++++ Supplied entries

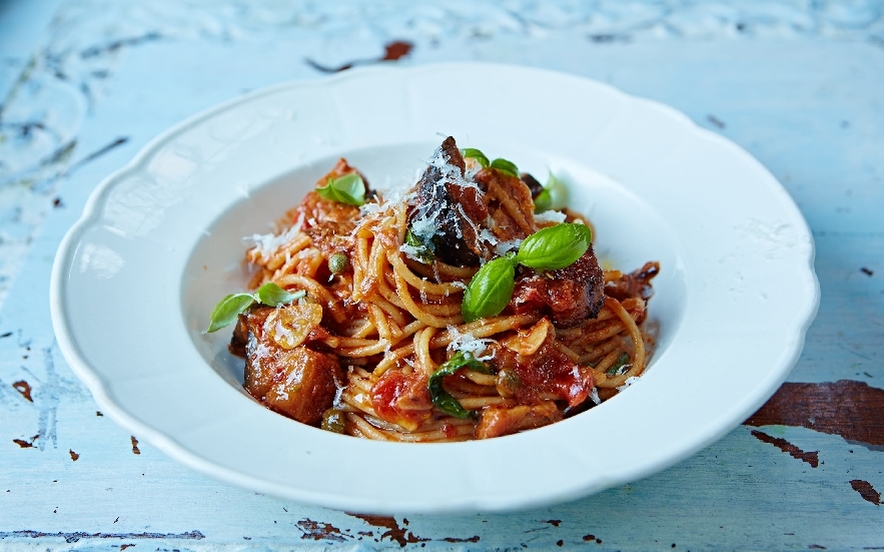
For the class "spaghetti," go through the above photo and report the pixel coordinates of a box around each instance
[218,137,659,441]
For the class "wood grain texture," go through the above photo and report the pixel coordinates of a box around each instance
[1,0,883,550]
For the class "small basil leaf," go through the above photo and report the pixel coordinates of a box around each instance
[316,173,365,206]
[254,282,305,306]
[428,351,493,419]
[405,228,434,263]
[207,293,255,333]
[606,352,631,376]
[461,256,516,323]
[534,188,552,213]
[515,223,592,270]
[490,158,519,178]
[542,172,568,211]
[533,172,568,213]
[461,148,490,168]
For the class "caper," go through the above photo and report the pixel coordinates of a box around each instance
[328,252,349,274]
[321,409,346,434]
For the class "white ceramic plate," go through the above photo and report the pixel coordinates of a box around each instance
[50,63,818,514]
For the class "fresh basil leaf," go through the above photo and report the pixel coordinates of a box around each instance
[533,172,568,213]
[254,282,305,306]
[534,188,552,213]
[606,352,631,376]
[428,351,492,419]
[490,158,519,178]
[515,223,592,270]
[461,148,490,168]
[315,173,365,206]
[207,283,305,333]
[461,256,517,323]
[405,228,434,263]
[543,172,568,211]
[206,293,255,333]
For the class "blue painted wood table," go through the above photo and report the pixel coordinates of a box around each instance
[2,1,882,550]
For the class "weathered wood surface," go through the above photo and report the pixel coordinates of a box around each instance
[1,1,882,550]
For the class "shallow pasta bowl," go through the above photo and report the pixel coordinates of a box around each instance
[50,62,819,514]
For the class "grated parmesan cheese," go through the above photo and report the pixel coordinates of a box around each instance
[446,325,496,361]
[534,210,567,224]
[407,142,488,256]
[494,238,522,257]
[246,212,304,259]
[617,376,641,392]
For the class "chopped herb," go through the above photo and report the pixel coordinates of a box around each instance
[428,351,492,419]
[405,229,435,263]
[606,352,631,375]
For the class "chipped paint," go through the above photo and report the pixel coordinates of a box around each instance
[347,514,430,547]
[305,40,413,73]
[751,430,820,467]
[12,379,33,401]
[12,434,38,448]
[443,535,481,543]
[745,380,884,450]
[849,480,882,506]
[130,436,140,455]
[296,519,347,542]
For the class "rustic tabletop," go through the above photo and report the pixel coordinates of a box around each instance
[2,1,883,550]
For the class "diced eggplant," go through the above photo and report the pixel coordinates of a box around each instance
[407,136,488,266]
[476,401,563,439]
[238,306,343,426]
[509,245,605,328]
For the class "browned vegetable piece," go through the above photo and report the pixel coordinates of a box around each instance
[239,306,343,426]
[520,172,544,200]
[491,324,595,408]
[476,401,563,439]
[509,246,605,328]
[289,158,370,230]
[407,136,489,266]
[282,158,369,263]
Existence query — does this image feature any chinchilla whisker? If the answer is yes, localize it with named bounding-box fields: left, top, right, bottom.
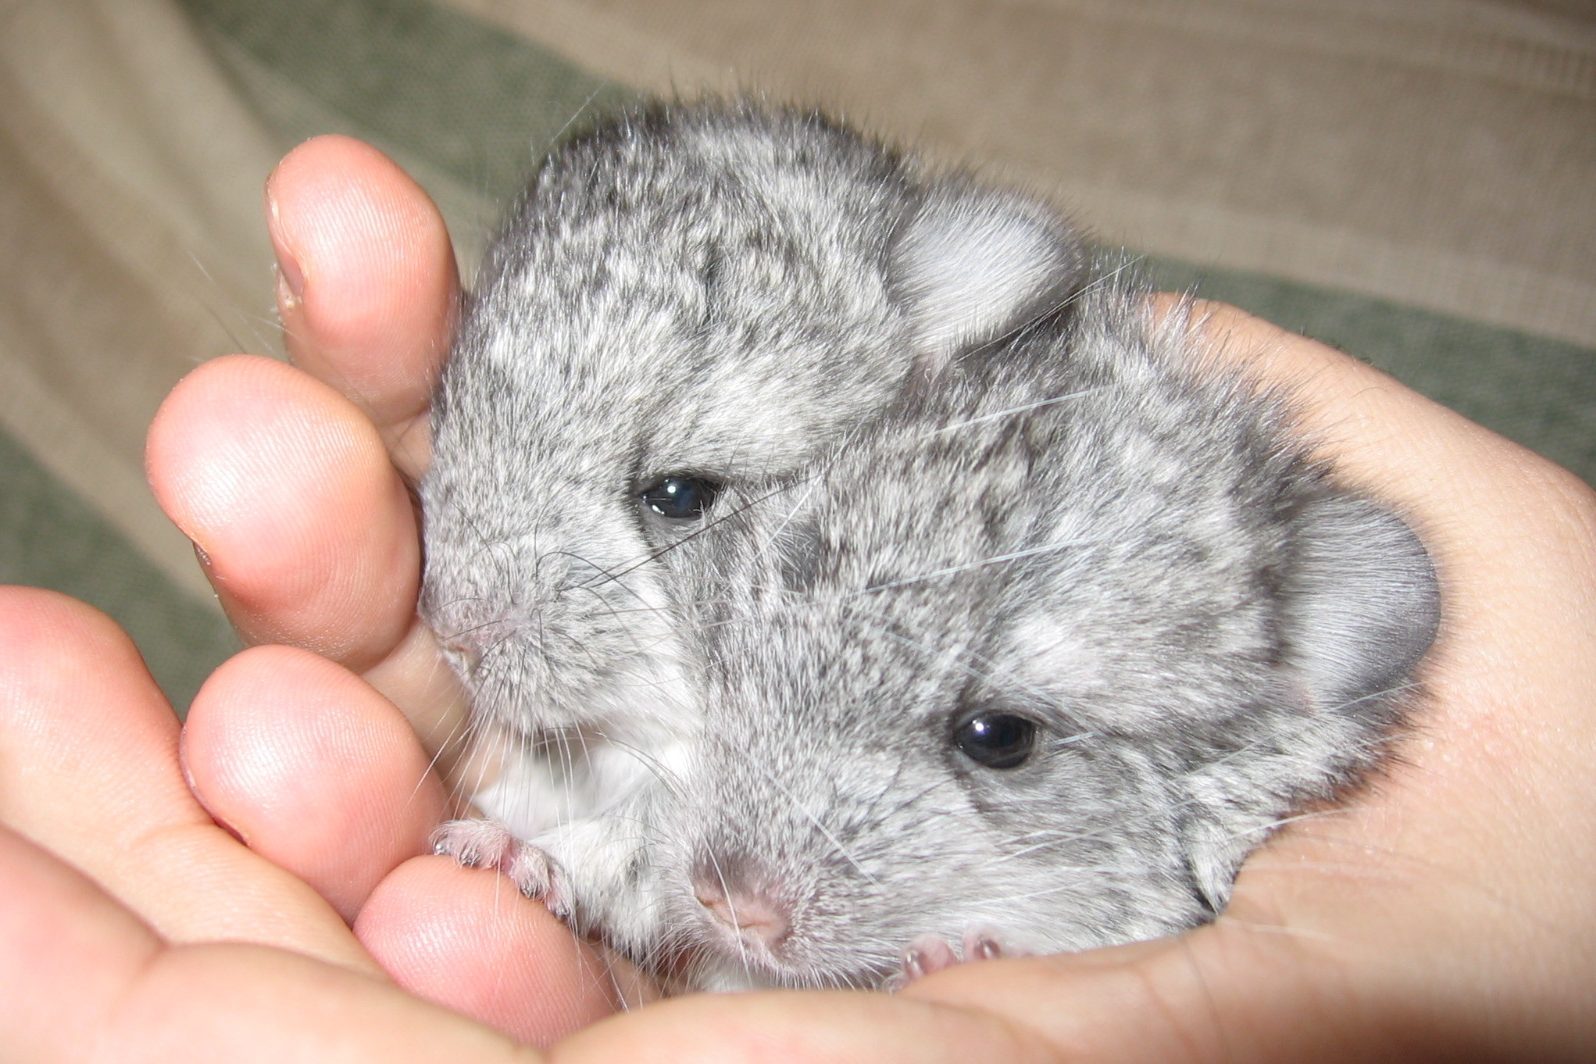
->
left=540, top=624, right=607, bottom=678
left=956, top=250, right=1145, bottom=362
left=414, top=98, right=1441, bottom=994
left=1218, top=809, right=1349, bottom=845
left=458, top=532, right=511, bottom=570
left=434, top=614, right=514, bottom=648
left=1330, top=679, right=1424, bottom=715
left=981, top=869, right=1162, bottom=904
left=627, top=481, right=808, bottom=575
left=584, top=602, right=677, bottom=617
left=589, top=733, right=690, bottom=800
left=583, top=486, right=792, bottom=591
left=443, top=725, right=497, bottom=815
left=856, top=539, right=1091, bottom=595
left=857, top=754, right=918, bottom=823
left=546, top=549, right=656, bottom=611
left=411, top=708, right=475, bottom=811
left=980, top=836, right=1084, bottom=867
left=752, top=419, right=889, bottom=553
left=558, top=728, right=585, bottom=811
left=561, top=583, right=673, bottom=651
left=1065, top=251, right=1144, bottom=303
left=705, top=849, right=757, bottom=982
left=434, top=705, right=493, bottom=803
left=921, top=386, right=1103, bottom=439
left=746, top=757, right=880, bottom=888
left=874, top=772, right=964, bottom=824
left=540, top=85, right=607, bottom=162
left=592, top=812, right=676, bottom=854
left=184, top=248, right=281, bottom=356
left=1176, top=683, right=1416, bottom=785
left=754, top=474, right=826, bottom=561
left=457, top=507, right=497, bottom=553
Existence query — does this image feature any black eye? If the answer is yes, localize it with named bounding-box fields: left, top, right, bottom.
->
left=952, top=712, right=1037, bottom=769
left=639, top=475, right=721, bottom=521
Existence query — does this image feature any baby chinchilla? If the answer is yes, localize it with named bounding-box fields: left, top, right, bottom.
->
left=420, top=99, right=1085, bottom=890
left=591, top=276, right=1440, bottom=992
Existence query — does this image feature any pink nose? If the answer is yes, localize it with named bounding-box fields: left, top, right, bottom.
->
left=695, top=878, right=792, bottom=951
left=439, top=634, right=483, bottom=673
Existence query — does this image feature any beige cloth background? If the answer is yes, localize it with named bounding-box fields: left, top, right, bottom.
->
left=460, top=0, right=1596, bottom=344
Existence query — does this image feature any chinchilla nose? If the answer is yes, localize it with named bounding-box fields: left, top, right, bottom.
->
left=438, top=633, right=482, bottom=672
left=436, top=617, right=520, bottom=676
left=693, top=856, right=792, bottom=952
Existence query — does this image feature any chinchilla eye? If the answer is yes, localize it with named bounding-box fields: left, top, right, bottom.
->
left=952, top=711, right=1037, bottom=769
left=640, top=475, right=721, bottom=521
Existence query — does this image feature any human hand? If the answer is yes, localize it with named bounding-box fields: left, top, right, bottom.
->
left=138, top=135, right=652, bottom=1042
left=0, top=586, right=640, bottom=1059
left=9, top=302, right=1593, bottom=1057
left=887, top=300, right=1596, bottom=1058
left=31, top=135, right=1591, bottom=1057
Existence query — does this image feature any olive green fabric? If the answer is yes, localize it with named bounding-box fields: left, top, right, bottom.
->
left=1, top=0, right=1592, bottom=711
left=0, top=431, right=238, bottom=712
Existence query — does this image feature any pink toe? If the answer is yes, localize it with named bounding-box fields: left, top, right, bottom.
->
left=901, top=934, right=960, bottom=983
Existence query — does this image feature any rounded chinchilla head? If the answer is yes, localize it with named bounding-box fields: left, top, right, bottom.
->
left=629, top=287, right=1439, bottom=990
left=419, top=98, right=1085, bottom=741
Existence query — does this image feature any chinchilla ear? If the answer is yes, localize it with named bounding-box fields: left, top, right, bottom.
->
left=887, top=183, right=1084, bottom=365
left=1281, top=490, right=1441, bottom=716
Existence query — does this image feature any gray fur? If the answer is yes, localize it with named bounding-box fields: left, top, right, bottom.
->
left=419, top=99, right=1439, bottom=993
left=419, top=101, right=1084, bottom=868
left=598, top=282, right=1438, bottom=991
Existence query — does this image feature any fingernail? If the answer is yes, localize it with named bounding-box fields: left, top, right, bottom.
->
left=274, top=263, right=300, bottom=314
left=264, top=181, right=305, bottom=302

++++++++
++++ Supplied entries

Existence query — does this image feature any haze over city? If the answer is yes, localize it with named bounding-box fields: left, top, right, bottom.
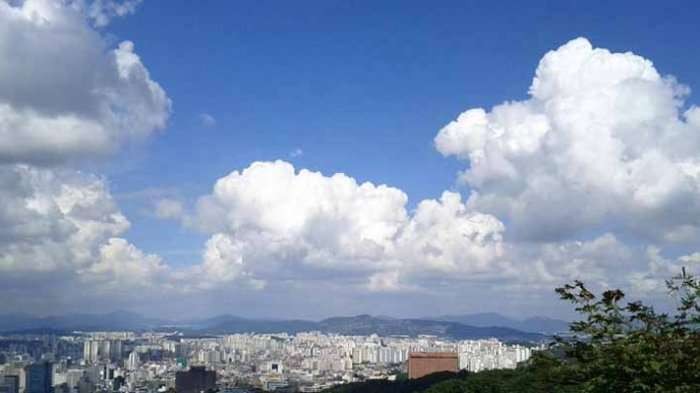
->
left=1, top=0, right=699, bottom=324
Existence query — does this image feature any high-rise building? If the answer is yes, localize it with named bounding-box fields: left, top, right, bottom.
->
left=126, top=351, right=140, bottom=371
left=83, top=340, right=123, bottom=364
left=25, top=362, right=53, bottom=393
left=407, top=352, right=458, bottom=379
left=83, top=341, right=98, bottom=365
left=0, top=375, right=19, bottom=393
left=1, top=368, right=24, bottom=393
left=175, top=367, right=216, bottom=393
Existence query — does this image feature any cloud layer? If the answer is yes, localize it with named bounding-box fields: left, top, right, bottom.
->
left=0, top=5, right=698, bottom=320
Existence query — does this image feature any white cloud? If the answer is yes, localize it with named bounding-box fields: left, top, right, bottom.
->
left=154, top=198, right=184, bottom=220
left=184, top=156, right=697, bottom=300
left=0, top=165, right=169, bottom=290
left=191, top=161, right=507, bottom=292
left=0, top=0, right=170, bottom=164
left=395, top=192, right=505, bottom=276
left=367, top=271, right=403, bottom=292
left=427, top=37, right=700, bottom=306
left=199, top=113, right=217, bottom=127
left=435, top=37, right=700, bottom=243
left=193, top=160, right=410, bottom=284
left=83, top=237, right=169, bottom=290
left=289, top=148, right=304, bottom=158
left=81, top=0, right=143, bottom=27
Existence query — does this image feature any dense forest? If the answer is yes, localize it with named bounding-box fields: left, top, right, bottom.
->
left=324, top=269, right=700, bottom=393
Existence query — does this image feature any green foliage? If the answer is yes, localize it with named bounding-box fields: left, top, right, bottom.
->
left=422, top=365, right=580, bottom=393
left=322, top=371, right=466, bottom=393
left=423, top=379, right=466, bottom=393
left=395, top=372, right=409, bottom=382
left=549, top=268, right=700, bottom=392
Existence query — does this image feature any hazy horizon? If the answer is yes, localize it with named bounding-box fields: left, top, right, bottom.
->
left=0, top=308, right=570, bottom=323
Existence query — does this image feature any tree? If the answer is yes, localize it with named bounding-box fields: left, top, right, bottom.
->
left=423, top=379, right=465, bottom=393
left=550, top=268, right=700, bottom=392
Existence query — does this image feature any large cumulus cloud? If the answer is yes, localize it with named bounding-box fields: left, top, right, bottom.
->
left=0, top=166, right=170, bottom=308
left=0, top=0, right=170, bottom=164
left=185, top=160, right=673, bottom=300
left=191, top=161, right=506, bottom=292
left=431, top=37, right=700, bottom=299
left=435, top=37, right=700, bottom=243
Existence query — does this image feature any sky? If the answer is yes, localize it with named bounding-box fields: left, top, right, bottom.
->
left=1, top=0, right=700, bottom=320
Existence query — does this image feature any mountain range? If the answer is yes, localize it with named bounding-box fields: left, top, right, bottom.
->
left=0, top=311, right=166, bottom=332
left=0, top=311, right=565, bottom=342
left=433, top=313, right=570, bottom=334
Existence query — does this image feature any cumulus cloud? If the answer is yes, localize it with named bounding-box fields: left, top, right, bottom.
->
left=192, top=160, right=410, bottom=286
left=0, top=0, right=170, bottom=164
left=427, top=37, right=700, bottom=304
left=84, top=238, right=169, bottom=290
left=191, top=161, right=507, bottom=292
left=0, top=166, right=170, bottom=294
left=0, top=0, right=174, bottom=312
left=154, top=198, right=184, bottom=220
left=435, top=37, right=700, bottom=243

++++++++
++++ Supplied entries

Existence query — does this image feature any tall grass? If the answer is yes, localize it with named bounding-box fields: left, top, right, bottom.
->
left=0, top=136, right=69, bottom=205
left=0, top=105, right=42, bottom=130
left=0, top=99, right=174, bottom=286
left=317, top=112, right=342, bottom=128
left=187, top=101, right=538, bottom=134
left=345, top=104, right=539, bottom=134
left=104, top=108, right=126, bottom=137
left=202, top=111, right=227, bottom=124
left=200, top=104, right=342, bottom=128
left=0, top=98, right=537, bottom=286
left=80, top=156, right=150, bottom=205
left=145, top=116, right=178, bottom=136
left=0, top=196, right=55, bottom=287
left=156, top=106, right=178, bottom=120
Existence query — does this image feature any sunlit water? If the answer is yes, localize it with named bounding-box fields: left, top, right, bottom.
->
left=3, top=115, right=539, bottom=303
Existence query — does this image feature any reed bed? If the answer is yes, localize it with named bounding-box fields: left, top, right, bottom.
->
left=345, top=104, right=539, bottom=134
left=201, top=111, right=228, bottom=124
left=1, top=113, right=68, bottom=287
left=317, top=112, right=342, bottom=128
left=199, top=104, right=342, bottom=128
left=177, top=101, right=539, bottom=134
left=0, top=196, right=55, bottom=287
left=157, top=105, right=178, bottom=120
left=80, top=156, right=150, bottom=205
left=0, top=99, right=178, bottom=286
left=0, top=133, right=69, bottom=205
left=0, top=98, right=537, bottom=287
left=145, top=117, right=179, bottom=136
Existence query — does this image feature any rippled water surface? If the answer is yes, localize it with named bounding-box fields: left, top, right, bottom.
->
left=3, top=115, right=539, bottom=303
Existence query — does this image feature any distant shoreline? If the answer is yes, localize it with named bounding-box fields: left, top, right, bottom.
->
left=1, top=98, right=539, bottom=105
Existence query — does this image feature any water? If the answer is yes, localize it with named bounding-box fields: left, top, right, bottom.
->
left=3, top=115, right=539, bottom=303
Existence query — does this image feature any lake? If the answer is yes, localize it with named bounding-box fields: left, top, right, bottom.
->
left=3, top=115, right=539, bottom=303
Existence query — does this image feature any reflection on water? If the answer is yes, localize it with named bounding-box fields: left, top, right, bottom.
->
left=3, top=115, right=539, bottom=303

++++++++

Pull every line containing the word "nose" out of the material and copy it.

Worked solution
Existence query — does this image feature any pink nose? If the answer is yes, localize it with named bounding-box fields: left, top, right, bottom.
Existence query — does this image feature any chinchilla nose? If the answer is yes, localize it with named bounding-box fields: left, top, right, bottom.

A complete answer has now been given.